**Problem requirements:**
Here the job is to print all of the entries below verbatim and leave out any picture.

**Provided records:**
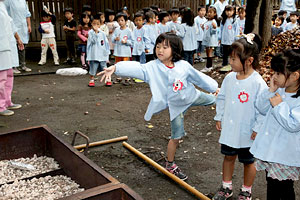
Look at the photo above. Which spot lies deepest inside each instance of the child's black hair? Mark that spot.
(241, 9)
(121, 14)
(282, 12)
(172, 40)
(138, 14)
(286, 63)
(216, 16)
(69, 9)
(155, 7)
(200, 7)
(281, 18)
(146, 9)
(84, 15)
(174, 10)
(107, 13)
(188, 17)
(244, 49)
(45, 14)
(86, 8)
(162, 15)
(149, 15)
(224, 16)
(294, 13)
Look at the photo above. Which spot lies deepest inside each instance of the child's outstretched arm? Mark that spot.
(127, 69)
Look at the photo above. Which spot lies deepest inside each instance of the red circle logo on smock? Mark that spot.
(243, 97)
(177, 85)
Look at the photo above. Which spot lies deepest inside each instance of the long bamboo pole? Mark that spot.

**Output of the exercise:**
Look at the photo above. Which spot lies deepest inside each instance of the child's black hair? Mark that spot.
(241, 9)
(121, 14)
(282, 12)
(172, 40)
(138, 14)
(286, 63)
(216, 16)
(69, 9)
(155, 7)
(200, 7)
(281, 18)
(146, 9)
(84, 15)
(174, 10)
(107, 13)
(188, 17)
(244, 49)
(45, 14)
(86, 8)
(162, 15)
(149, 15)
(224, 16)
(294, 13)
Look at the photo above. Which spot lies deepest inside each instance of the child's outstretched arm? Mark that spot.
(127, 69)
Look at the photo above. Which spot lies deepest inside each instance of the red circle logo on smock? Mark that spot.
(243, 97)
(177, 85)
Look at the photo above. Which spot lies deepest inside each instance of the long bamboo pole? Mark that spot.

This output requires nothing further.